### Instruksi a
Salin ulang seluruh teks tentang ritual shalat berikut kata demi kata, tanpa mengubah apa pun.

### Kutipan Teks
Selasa, 01 Februari 2011

MENGGUGAT RITUAL SHALAT *

Oleh" Ashari Thamrin M

“Ngapain juga ummatnya Muhammad cape-cape nungging-nungging 5 kali sehari semalam? Lebih enak tidur. Tidur itu lebih baik dari pada Shalaaaaaaaaaaaaaaat. Capek deeeeh………” Begitulah anggapan teman diskusi saya di Internet yang beragama nasrani menanggapi ritual Ibadah Shalat dalam agama Islam.
Awalnya, saya hanya iseng mempertanyakan ritual agama mereka yang menurut pandangan saya sangat minim, Cuma do’a dan nyanyi. Wuih, enak banget. Tak disangka, justru saya yang kena serangan balik.

### Instruksi b
Skalakan ulang semua catatan di bawah. Tulis kembali setiap barisnya, termasuk permintaannya, dengan semua koordinat pada jawaban dikalikan 1,6 dan dibulatkan ke bilangan bulat terdekat, nilai setengah dibulatkan ke atas.

Catatan anotasi koordinat:
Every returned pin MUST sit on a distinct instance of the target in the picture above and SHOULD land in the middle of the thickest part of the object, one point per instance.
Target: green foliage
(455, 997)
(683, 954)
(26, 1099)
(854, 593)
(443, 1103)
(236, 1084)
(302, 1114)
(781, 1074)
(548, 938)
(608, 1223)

### Jawaban a
Selasa, 01 Februari 2011

MENGGUGAT RITUAL SHALAT *

Oleh" Ashari Thamrin M

“Ngapain juga ummatnya Muhammad cape-cape nungging-nungging 5 kali sehari semalam? Lebih enak tidur. Tidur itu lebih baik dari pada Shalaaaaaaaaaaaaaaat. Capek deeeeh………” Begitulah anggapan teman diskusi saya di Internet yang beragama nasrani menanggapi ritual Ibadah Shalat dalam agama Islam.
Awalnya, saya hanya iseng mempertanyakan ritual agama mereka yang menurut pandangan saya sangat minim, Cuma do’a dan nyanyi. Wuih, enak banget. Tak disangka, justru saya yang kena serangan balik.

### Jawaban b
Every returned pin MUST sit on a distinct instance of the target in the picture above and SHOULD land in the middle of the thickest part of the object, one point per instance.
Target: green foliage
(728, 1595)
(1093, 1526)
(42, 1758)
(1366, 949)
(709, 1765)
(378, 1734)
(483, 1782)
(1250, 1718)
(877, 1501)
(973, 1957)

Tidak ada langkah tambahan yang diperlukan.